**Task list:**
- 1) From the power analysis text, return the passage between "Power is directly" and "thus be \(1-\beta=1-0.20=80\%\).", inclusive.
- 2) According to the power analysis text, what is the median number of included studies in the Cochrane Database for Systematic Reviews?
- 3) Continue the power analysis text from the point where it stops.

**Source extract:**

::::::::

Chapter 16 Power Analysis

A big asset (and probably one of the reasons why meta-analysis can be helpful in practical research) of meta-analyses is that they allow for large data to be combined to attain a more precise pooled effect. Lack of statistical power, however, may still play an important role, even in meta-analysis. This is particularly true for the clinical field, where it is often the case that only few studies are available for synthesis. The median number of included studies in the Cochrane Database for Systematic Reviews, for example, is six (Borenstein et al. 2011). This is even more grave once we consider that (1) many meta-analysts will also want to perform subgroup analyses and meta-regression, for which even more power is required, and (2) many meta-analyses have high heterogeneity, which reduces our precision, and thus our power.

Power is directly related to the Type II error level (\(\beta\)) we defined: \(Power = 1- \beta\). It is common practice to set our Type I error level (\(\alpha\)) to \(\alpha=0.05\), and thus to assume that the Type I error is four times as grave as the Type II error (i.e., falsely finding an effect while there is no effect in reality is four times as bad as not finding an effect while there is one in reality). The Type II error is therefore set at \(\beta=0.20\), and the power should thus be \(1-\beta=1-0.20=80\%\).

What assumptions should i make for my meta-analysis?

While researchers conducting primary studies can plan the size of their sample based on the effect size they want to find, the situation is a little different in meta-analysis, where we can only work with the published material. However, we have some control over the number of studies we want to include in our meta-analysis (e.g., through more leniently or strictly defined inclusion criteria). Therefore, we can change our power to some extent by including more or less studies into the meta-analysis. There are four things we have to make assumptions about when assessing the power of our meta-analysis a priori.

  • The number of included or includable studies \(k\)
  • The overall size of the studies we want to include (are the studies in the field rather small or large?)
  • The effect size we want to determine. This is particularly important, as we have to make assumptions about how big an effect size has to be to still be clinically meaningful. One study calculated that for interventions against depression, even effects as small as \(SMD=0.24\) may still be meaningful for patients (Cuijpers et al. 2014). If we want to study negative effects of an intervention (e.g., death or symptom deterioration), even very small effect sizes are extremely important and should be detected.

::::::::

**Supplied entries:**

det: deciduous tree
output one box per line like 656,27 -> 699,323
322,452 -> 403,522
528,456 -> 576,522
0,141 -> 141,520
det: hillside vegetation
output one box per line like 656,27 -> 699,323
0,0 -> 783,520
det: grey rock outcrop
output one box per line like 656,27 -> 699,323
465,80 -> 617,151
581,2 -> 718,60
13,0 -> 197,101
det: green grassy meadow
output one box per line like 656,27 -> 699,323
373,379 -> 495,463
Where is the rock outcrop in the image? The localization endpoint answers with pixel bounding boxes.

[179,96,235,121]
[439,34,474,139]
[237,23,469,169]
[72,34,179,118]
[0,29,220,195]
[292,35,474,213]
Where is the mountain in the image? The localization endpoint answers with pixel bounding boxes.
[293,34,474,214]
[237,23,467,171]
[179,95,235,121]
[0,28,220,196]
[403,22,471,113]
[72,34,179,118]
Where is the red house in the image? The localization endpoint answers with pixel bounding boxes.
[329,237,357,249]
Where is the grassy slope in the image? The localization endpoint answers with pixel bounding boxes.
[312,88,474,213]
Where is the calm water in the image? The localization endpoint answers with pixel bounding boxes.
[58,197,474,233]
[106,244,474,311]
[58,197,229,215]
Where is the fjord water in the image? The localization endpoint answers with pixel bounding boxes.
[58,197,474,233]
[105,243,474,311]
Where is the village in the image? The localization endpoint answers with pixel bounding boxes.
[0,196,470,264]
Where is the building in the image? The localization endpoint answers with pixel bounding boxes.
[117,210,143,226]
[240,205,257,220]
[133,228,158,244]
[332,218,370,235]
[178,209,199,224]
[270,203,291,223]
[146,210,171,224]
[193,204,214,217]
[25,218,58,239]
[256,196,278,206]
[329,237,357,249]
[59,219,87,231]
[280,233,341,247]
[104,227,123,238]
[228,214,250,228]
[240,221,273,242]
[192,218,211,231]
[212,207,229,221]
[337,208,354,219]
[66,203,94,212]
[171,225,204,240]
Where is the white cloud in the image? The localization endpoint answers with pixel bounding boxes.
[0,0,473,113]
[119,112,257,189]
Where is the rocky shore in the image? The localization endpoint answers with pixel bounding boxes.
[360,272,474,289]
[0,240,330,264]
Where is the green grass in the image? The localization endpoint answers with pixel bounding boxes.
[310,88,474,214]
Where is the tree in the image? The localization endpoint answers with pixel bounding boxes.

::::::::

**Outputs by task:**
- 1)
Power is directly related to the Type II error level (\(\beta\)) we defined: \(Power = 1- \beta\). It is common practice to set our Type I error level (\(\alpha\)) to \(\alpha=0.05\), and thus to assume that the Type I error is four times as grave as the Type II error (i.e., falsely finding an effect while there is no effect in reality is four times as bad as not finding an effect while there is one in reality). The Type II error is therefore set at \(\beta=0.20\), and the power should thus be \(1-\beta=1-0.20=80\%\).

- 2) Six.

- 3)
  • The heterogeneity of our studies’ effect sizes, as this also affects the precision of our meta-analysis, and thus its potential to find significant effects.

Besides these parameters, it is also important to think about other analyses, such as the subgroup analyses we want to conduct. How many studies are there for each subgroup, and what effects do we want to find in the subgroups? This is particularly important if we hypothesize that an intervention is not effective in a subgroup of patients, because we do not want to falsely find a treatment to be ineffective simply because the power was insufficient.

Post-hoc power tests: the abuse of power

Please note that power analyses should always be conducted a priori, meaning before you perform the meta-analysis.

Power analyses conducted after an analysis (“post hoc”) are fundamentally flawed (Hoenig and Heisey 2001), as they suffer from the so-called “power approach paradox”, in which an analysis yielding no significant effect is thought to show more evidence that the null hypothesis is true when the p-value is smaller, since then, the power to detect a true effect would be higher.


Borenstein, Michael, Larry V Hedges, Julian PT Higgins, and Hannah R Rothstein. 2011. Introduction to Meta-Analysis. John Wiley & Sons.

Cuijpers, Pim, Erick H Turner, Sander L Koole, Annemiek Van Dijke, and Filip Smit. 2014. “What Is the Threshold for a Clinically Relevant Effect? The Case of Major Depressive Disorders.” Depression and Anxiety 31 (5). Wiley Online Library: 374–78.

Hoenig, John M, and Dennis M Heisey. 2001. “The Abuse of Power: The Pervasive Fallacy of Power Calculations for Data Analysis.” The American Statistician 55 (1). Taylor & Francis: 19–24.